__Problem requirements__
Copy out the listing below, substituting "Find" for every "Locate" and leaving everything else untouched.

═════ Input records ═════

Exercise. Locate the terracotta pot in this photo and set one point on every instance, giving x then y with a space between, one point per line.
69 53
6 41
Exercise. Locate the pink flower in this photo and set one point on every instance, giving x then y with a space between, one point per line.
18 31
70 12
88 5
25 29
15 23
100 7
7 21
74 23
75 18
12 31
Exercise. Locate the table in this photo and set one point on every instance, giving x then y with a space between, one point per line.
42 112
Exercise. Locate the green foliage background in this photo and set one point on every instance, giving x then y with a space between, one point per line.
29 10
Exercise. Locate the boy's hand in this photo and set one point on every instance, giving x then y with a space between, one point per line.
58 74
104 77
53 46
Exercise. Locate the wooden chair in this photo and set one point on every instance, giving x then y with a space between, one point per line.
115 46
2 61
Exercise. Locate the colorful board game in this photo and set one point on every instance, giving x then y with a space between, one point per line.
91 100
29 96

═════

__Response for this exercise__
Exercise. Find the terracotta pot in this photo and set one point on every instance, giving x then y with a space between, one point per line.
69 53
6 41
Exercise. Find the pink flower in this photo and set one point on every instance, giving x then y with a space between, one point per line.
18 31
70 12
88 5
25 29
15 23
100 7
7 21
74 23
75 18
12 31
Exercise. Find the table in this photo and set one point on every instance, giving x then y with a space between, one point per line.
42 112
Exercise. Find the green foliage background in this photo and set one point on every instance, giving x then y with a space between, one point per line.
29 10
Exercise. Find the boy's hand in this photo and set one point on every instance, giving x then y with a space between, one point per line.
58 74
104 77
53 46
Exercise. Find the wooden chair in this photo and set one point on every instance, giving x then y with a space between, one point per line.
115 46
2 61
Exercise. Find the colorful board game in this photo and set one point on every instance, giving x then y with a space between, one point per line.
91 100
29 96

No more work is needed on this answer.